Uma estratégia eficaz para lidar com o uso desordenado dos postes envolve várias frentes de atuação. Em primeiro lugar, é crucial promover o compartilhamento inteligente da infraestrutura de postes entre diferentes provedores de serviços, como empresas fornecedoras de energia, prestadoras de serviços de telecomunicações e sistemas de iluminação pública. Essa abordagem reduz a quantidade de postes necessários, contribuindo significativamente para diminuir a sobrecarga visual nas ruas.

Além disso, é essencial incentivar a inovação tecnológica para reduzir a necessidade de instalação de novos postes. Por exemplo, o emprego de tecnologias de fibra óptica subterrânea ou sem fio pode eliminar a demanda de postes na transmissão de dados. Da mesma forma, a implementação de soluções de iluminação mais eficientes pode reduzir a dependência de postes de iluminação pública.

No entanto, para implementar essas medidas de forma eficaz, é fundamental reconhecer e abordar o problema do uso desordenado dos postes como uma questão de política pública nacional. Isso requer uma coordenação inteligente entre as instituições, bem como a participação ativa da sociedade civil e do setor privado.

Uma política pública nacional para o uso dos postes deve estabelecer diretrizes claras e oferecer incentivos para o compartilhamento de infraestrutura, além de promover a adoção de tecnologias inovadoras e sustentáveis. É primordial garantir a participação equitativa de todos os envolvidos nesse processo.

────────

● TAREFAS DO EXERCÍCIO:
1. Responda com base no texto sobre o uso dos postes:
(a) Quais provedores de serviços são citados como participantes do compartilhamento da infraestrutura de postes?
(b) Que tecnologias podem eliminar a demanda de postes na transmissão de dados?
(c) Além de uma coordenação inteligente entre as instituições, o que mais é requerido para implementar as medidas?
2. Transcreva do texto sobre o uso dos postes o trecho que começa em "Além disso, é" e termina em "do setor privado.".
O material apresentado não tem relação com o texto sobre o uso dos postes.

● MATERIAL EXTRAÍDO:

────────

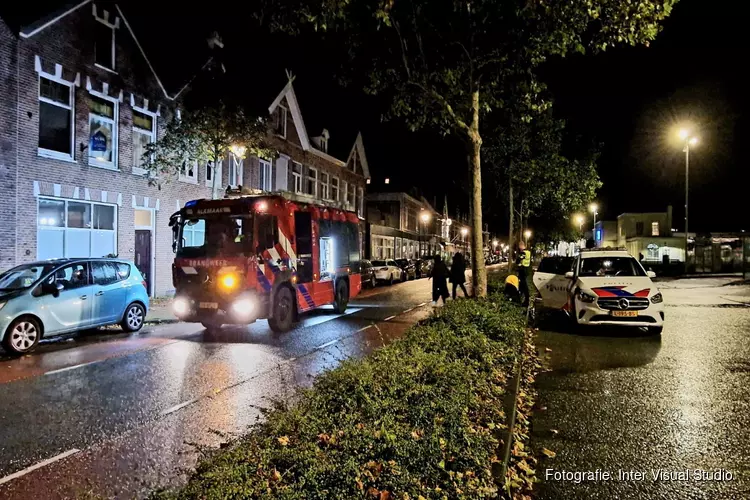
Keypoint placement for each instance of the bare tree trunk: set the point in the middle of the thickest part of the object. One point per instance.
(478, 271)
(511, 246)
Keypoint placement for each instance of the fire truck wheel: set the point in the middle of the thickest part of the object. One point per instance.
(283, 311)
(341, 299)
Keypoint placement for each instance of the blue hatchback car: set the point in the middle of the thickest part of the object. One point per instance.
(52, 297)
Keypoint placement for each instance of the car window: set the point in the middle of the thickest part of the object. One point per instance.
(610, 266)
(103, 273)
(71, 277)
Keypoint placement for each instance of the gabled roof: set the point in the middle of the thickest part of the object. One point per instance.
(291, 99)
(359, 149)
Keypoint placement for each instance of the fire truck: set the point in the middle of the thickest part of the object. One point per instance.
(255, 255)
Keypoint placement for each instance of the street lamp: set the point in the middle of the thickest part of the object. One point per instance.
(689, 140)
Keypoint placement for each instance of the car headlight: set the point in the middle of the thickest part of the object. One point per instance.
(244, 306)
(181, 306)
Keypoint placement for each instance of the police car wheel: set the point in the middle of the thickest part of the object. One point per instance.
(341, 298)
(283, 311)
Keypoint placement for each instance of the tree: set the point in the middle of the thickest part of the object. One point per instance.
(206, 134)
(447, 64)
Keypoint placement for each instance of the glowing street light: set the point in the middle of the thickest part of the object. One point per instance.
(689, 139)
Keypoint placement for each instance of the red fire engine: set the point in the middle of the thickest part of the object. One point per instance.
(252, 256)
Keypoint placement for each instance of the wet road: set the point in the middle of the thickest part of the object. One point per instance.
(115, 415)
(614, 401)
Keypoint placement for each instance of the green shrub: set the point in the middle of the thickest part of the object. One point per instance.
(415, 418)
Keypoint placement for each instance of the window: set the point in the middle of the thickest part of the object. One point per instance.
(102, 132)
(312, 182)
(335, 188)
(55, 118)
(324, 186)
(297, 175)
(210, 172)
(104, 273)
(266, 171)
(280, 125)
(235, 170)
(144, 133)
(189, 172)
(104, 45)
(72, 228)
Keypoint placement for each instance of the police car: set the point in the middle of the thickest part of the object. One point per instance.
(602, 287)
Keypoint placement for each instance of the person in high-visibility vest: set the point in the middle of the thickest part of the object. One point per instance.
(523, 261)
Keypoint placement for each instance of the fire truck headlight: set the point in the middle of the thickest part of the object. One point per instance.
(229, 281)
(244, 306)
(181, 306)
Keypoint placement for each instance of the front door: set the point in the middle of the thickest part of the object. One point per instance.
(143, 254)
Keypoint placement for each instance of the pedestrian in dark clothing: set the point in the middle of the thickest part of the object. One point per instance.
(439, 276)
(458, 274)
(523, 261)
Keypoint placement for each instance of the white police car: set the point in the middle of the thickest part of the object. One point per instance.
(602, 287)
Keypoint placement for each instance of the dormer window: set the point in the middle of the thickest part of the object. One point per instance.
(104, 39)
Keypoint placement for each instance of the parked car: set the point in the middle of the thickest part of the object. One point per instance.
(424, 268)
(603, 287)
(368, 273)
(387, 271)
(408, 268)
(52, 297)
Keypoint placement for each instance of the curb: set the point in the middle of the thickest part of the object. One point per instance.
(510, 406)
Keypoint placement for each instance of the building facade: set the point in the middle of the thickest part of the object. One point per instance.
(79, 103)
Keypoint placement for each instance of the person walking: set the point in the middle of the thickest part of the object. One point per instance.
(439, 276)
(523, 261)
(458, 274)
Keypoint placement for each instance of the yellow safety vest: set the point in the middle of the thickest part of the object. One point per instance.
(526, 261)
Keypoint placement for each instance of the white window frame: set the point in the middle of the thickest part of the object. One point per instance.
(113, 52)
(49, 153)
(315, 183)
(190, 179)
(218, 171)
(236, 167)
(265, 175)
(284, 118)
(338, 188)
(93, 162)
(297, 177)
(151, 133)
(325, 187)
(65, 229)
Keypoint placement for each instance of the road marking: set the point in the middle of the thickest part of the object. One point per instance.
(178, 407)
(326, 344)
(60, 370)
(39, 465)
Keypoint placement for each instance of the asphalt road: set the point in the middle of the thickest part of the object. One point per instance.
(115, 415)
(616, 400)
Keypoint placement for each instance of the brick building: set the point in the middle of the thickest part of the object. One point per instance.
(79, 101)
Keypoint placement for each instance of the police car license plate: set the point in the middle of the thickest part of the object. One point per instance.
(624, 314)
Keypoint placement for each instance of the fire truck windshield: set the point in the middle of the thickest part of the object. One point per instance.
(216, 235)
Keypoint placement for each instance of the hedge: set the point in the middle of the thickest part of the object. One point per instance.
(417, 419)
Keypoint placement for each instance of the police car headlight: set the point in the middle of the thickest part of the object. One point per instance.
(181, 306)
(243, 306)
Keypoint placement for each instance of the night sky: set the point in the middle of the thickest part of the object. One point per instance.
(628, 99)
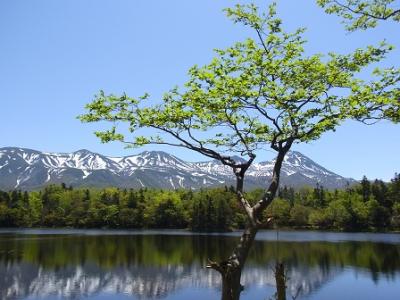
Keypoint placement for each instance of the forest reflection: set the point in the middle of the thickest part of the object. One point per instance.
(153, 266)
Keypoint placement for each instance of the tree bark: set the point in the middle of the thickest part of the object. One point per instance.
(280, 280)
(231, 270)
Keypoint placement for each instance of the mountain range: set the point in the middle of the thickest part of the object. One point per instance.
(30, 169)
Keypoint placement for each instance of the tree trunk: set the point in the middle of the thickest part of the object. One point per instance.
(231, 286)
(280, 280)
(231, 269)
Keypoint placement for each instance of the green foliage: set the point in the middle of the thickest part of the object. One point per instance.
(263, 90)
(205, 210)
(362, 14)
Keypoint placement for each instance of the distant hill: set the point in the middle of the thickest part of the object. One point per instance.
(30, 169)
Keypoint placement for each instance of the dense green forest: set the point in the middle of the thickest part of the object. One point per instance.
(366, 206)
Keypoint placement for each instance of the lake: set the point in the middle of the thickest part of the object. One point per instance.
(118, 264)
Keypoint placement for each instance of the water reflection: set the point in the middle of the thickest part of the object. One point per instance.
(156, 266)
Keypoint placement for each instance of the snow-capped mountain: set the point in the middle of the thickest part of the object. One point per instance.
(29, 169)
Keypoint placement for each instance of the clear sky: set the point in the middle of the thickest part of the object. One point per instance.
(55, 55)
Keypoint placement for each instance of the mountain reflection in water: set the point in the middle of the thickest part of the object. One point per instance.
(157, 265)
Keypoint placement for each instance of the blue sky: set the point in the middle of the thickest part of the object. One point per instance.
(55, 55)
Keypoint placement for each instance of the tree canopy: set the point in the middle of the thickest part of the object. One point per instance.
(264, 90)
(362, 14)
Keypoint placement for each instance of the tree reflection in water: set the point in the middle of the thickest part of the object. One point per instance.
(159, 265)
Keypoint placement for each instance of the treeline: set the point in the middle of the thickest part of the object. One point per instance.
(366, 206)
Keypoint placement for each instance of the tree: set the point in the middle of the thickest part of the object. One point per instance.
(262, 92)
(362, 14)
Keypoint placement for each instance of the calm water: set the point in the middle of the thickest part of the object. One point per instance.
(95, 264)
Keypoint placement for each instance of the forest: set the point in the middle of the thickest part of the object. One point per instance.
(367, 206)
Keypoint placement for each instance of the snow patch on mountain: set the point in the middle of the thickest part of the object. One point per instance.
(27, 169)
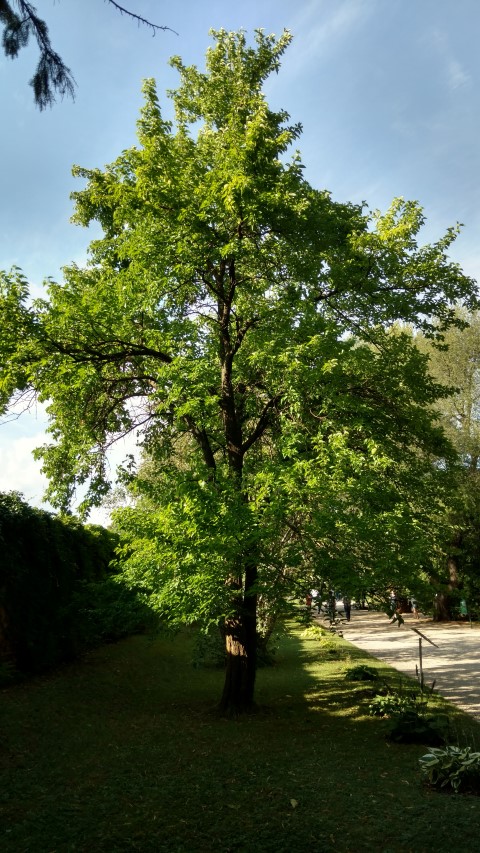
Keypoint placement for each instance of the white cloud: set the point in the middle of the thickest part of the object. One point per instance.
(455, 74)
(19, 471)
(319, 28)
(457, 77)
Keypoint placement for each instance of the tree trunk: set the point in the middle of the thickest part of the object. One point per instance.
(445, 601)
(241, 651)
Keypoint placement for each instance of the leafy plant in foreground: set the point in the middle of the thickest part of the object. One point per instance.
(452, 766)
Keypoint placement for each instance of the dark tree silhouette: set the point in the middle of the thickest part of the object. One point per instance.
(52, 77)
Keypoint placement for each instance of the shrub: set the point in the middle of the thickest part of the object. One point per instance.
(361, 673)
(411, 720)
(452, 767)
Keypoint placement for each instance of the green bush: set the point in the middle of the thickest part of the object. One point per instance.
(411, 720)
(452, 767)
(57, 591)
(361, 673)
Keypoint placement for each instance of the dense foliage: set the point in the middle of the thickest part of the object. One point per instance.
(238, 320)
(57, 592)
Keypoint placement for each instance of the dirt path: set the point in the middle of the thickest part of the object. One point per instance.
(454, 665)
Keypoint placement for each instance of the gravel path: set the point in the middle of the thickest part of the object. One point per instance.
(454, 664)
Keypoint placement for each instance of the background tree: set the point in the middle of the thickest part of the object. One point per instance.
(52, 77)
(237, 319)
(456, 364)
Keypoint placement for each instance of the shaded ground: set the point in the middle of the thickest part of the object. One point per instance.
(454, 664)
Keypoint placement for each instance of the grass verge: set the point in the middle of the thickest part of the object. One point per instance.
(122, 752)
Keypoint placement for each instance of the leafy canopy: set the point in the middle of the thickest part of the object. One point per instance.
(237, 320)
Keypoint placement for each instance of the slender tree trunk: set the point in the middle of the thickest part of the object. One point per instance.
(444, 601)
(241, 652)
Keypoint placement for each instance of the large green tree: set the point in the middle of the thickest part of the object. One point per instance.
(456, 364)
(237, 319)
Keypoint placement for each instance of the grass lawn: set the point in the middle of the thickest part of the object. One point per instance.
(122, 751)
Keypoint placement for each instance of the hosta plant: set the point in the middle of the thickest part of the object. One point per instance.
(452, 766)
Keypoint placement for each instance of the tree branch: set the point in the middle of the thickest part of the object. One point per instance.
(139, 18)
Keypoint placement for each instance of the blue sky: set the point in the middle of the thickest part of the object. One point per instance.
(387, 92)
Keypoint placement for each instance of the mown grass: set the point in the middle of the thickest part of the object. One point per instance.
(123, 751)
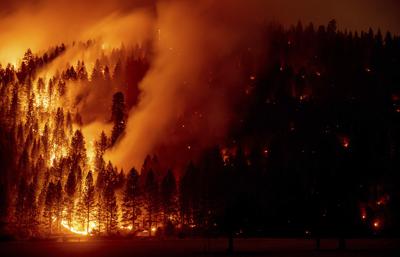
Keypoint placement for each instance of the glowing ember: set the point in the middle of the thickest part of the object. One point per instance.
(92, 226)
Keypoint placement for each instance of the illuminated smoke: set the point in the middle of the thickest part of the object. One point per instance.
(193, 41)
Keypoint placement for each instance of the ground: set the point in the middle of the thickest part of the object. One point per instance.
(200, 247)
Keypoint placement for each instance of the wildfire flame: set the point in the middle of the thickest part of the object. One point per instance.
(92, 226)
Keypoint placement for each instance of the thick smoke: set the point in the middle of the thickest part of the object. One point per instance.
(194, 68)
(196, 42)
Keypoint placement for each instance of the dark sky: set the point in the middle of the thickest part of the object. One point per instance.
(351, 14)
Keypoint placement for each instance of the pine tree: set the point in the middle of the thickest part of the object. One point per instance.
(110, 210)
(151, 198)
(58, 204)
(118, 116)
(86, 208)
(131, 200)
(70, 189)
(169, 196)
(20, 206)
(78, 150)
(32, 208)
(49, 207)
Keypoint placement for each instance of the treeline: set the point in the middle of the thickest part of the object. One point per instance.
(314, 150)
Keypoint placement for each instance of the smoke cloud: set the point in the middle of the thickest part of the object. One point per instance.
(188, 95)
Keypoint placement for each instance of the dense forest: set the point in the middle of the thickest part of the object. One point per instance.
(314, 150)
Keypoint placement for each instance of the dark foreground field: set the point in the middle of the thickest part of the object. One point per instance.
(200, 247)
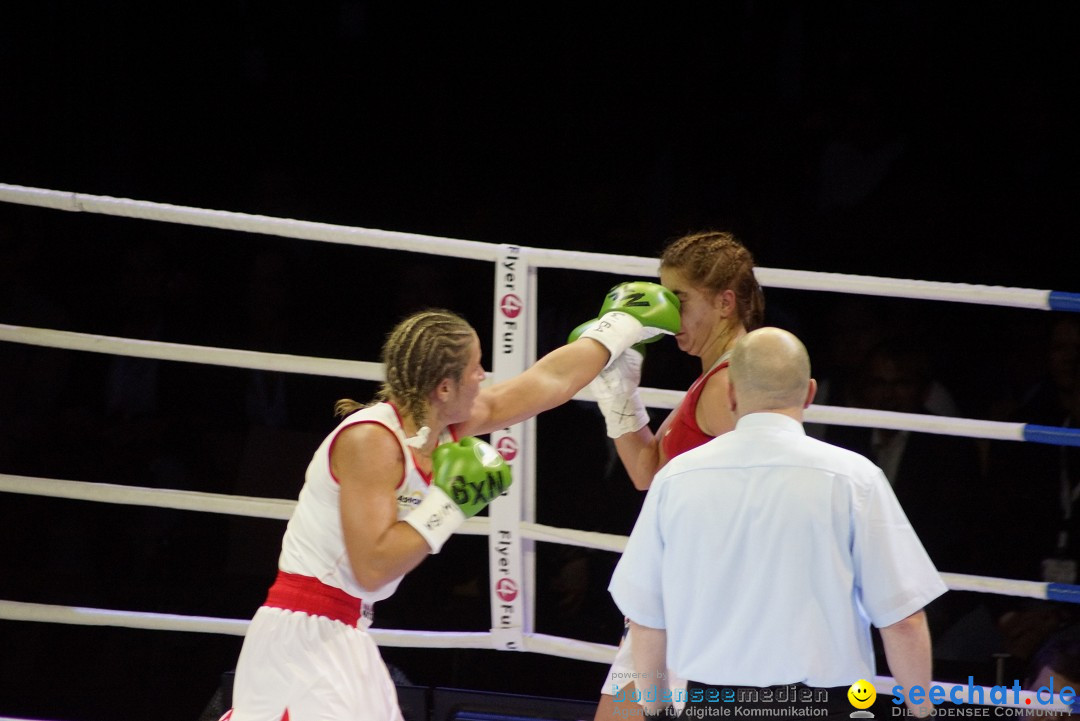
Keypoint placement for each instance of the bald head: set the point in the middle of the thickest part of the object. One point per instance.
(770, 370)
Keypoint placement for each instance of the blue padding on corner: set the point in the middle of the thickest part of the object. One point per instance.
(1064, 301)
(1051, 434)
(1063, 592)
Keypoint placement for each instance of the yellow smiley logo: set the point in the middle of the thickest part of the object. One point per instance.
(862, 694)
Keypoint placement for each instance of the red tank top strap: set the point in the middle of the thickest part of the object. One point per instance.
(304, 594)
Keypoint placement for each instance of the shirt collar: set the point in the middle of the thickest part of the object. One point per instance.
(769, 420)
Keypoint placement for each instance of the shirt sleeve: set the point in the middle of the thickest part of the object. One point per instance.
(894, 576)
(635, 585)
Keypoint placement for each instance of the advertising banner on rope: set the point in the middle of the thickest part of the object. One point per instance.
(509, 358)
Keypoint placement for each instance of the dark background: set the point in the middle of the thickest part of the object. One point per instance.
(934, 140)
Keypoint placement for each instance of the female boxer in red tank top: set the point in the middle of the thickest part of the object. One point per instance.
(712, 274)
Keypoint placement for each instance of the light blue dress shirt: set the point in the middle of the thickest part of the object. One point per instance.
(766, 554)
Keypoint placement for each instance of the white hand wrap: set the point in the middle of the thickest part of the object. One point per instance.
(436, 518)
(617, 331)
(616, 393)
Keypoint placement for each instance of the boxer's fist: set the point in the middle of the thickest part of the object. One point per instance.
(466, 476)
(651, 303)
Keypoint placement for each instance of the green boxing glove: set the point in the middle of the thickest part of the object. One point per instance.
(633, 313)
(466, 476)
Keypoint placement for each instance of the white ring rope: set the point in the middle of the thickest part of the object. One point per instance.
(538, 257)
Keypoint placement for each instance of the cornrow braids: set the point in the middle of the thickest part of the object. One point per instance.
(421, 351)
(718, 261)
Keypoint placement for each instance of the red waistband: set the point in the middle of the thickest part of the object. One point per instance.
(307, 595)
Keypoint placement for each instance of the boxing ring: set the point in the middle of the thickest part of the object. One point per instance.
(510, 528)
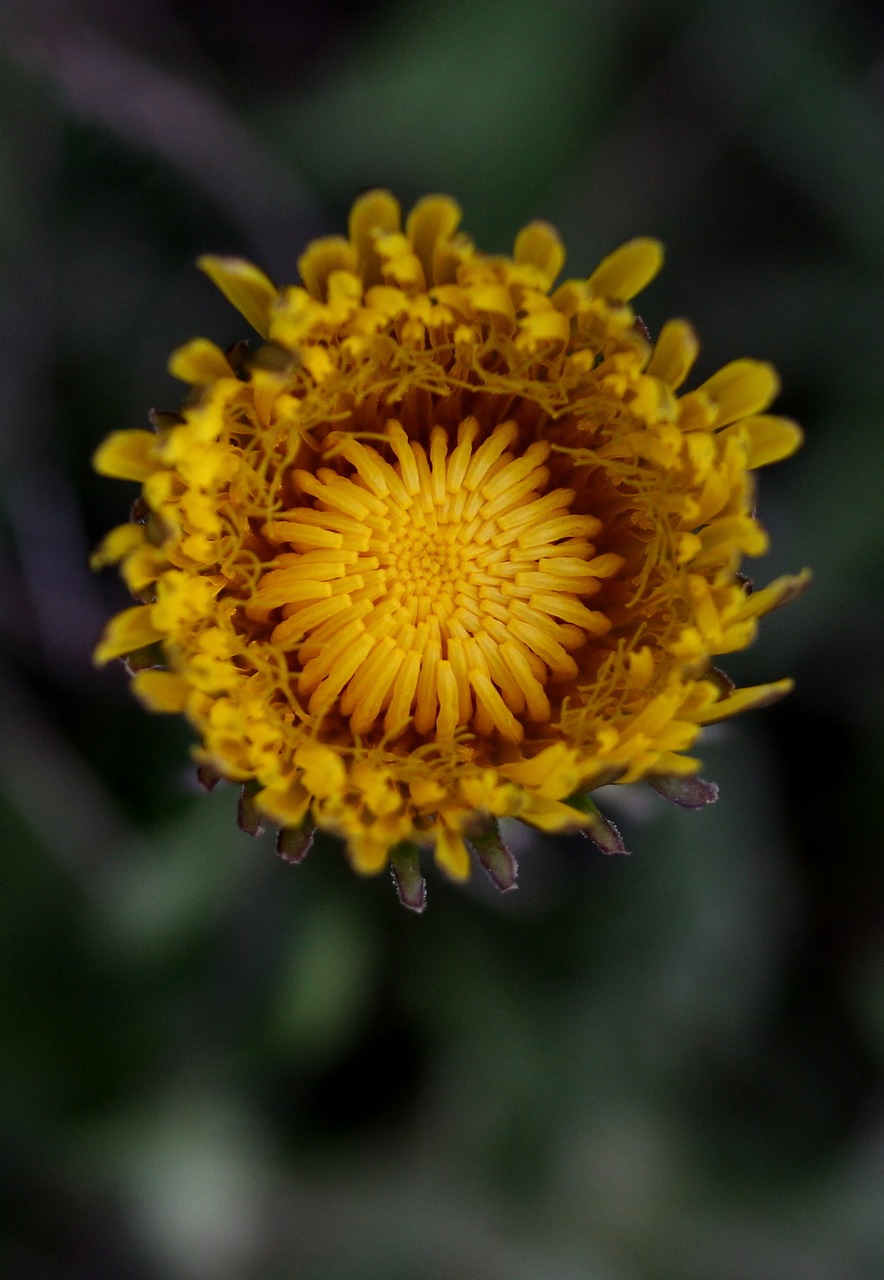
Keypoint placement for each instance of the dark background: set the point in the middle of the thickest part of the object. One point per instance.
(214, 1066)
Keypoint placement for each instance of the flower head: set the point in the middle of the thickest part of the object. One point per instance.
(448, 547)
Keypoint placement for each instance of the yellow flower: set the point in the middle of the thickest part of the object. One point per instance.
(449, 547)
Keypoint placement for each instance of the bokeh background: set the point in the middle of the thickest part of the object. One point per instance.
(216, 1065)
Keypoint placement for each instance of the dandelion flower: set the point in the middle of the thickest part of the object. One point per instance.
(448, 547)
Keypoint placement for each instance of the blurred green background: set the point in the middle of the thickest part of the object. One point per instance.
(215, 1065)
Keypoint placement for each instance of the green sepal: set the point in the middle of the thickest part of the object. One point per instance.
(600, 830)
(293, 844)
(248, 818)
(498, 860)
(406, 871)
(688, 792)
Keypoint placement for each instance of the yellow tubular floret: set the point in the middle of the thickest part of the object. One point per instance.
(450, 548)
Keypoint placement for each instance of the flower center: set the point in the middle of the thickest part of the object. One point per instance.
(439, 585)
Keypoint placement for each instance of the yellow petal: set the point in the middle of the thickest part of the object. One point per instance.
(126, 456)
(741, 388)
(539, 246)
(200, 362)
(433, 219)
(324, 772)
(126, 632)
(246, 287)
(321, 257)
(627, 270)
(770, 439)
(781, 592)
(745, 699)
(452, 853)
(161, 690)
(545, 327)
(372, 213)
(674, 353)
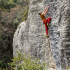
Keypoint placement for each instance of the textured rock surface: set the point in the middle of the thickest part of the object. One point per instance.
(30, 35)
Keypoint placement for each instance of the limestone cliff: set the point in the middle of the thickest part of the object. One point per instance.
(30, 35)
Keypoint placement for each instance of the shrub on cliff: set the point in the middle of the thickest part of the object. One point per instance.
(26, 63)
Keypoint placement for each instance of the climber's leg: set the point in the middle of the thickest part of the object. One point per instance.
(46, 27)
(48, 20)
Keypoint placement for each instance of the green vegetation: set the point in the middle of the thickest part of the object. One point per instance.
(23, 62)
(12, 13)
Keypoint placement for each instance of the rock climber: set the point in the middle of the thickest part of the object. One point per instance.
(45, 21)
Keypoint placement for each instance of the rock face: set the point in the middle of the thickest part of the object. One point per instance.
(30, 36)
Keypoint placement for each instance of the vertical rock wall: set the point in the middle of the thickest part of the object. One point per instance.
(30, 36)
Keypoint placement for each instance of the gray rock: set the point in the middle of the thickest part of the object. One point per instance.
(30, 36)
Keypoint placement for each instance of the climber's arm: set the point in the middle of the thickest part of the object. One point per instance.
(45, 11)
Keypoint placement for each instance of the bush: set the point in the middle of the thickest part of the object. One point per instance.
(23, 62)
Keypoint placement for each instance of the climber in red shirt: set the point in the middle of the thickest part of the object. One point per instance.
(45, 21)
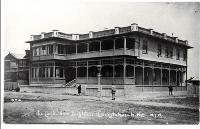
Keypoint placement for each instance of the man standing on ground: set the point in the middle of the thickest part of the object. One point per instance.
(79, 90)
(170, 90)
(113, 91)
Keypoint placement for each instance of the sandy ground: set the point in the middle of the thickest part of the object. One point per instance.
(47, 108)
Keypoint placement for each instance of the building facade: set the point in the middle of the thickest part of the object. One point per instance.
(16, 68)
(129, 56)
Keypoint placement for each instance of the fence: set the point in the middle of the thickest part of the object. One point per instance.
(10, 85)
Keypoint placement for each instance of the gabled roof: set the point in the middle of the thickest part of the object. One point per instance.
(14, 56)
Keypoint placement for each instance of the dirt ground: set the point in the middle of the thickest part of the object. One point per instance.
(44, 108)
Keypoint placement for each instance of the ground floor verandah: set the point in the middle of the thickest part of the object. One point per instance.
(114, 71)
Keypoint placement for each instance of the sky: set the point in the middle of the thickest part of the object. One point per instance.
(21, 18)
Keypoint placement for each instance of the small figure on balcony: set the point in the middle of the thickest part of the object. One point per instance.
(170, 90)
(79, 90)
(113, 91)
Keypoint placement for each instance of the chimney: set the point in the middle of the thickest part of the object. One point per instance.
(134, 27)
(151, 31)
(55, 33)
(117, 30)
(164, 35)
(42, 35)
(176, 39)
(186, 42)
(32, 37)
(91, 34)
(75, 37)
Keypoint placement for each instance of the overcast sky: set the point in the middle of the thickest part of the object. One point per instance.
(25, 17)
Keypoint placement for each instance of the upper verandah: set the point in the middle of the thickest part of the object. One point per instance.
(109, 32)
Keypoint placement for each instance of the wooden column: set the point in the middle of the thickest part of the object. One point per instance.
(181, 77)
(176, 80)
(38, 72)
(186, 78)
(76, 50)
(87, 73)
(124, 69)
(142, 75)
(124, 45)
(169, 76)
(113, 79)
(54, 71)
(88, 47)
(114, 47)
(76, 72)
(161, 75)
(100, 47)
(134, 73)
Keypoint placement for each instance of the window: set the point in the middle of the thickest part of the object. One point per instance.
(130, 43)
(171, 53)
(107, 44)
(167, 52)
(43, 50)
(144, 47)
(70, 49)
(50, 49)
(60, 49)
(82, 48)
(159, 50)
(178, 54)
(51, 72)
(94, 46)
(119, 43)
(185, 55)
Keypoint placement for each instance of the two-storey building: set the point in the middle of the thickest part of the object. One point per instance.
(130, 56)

────────

● RESPOSTAS CORRETAS:
1.
(a) Empresas fornecedoras de energia, prestadoras de serviços de telecomunicações e sistemas de iluminação pública.
(b) Tecnologias de fibra óptica subterrânea ou sem fio.
(c) A participação ativa da sociedade civil e do setor privado.

2.
Além disso, é essencial incentivar a inovação tecnológica para reduzir a necessidade de instalação de novos postes. Por exemplo, o emprego de tecnologias de fibra óptica subterrânea ou sem fio pode eliminar a demanda de postes na transmissão de dados. Da mesma forma, a implementação de soluções de iluminação mais eficientes pode reduzir a dependência de postes de iluminação pública.

No entanto, para implementar essas medidas de forma eficaz, é fundamental reconhecer e abordar o problema do uso desordenado dos postes como uma questão de política pública nacional. Isso requer uma coordenação inteligente entre as instituições, bem como a participação ativa da sociedade civil e do setor privado.